Named-object pointing entries:
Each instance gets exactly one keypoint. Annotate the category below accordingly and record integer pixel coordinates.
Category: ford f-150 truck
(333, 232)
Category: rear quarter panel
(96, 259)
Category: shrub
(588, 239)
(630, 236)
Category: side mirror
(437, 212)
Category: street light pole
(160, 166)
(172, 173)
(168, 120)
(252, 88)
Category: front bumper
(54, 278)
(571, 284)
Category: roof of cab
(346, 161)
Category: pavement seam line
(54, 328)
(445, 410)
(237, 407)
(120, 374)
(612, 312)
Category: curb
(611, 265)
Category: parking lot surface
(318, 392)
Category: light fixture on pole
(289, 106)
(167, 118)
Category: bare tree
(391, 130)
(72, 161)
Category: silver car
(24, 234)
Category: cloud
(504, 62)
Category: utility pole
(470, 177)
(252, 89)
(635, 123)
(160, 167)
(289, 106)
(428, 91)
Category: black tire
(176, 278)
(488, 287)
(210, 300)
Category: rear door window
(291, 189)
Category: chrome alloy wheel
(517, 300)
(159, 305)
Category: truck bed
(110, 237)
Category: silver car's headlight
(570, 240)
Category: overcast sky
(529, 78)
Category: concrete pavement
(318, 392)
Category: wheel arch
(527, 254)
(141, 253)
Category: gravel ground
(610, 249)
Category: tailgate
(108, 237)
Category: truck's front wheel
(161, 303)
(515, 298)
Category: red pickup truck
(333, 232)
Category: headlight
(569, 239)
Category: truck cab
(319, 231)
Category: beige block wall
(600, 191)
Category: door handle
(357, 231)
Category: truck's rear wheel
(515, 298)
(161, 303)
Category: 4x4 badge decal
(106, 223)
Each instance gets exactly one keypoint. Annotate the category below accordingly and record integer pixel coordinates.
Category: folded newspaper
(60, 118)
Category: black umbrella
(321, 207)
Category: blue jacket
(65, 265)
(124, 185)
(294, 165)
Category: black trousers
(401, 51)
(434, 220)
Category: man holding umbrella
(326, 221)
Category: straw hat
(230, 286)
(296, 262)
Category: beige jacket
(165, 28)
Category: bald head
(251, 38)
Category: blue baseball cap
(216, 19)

**Request:**
Reproduce the entries word for word, from the line containing "Category: rear quarter panel" down to the last line of the entries, including both of those lines.

**Solution to the problem:**
Category: rear quarter panel
(96, 259)
Category: shrub
(588, 239)
(630, 236)
Category: side mirror
(437, 212)
Category: street light pole
(160, 166)
(172, 173)
(168, 120)
(252, 88)
Category: front bumper
(54, 278)
(571, 284)
Category: roof of cab
(346, 161)
Category: pavement seam line
(54, 328)
(445, 410)
(237, 407)
(120, 374)
(612, 312)
Category: curb
(611, 265)
Category: parking lot surface
(318, 392)
Category: light fixture on pole
(289, 106)
(167, 118)
Category: bare tree
(391, 130)
(72, 161)
Category: silver car
(24, 234)
Category: cloud
(504, 62)
Category: utility pole
(470, 177)
(252, 89)
(635, 123)
(160, 167)
(289, 106)
(428, 91)
Category: black tire
(176, 278)
(488, 287)
(210, 300)
Category: rear door window
(291, 189)
Category: chrome alloy wheel
(517, 300)
(159, 305)
Category: truck bed
(110, 237)
Category: silver car's headlight
(570, 240)
Category: overcast sky
(529, 78)
Category: concrete pavement
(318, 392)
Category: wheel arch
(527, 254)
(141, 253)
Category: gravel ground
(610, 249)
Category: tailgate
(108, 237)
Category: truck's front wheel
(161, 303)
(515, 298)
Category: red pickup truck
(333, 232)
Category: headlight
(569, 239)
Category: truck cab
(319, 231)
Category: beige block wall
(600, 191)
Category: door handle
(357, 231)
Category: truck's rear wheel
(515, 298)
(161, 303)
Category: 4x4 badge decal
(106, 223)
Each instance gets exactly one keypoint. Annotate the category below accordingly and record integer pixel coordinates.
Category: folded newspaper
(60, 118)
Category: black umbrella
(321, 207)
Category: blue jacket
(65, 265)
(124, 185)
(294, 165)
Category: black trousers
(401, 51)
(434, 220)
Category: man holding umbrella
(326, 221)
Category: straw hat
(230, 286)
(296, 262)
Category: beige jacket
(165, 28)
Category: bald head
(251, 38)
Category: blue baseball cap
(216, 19)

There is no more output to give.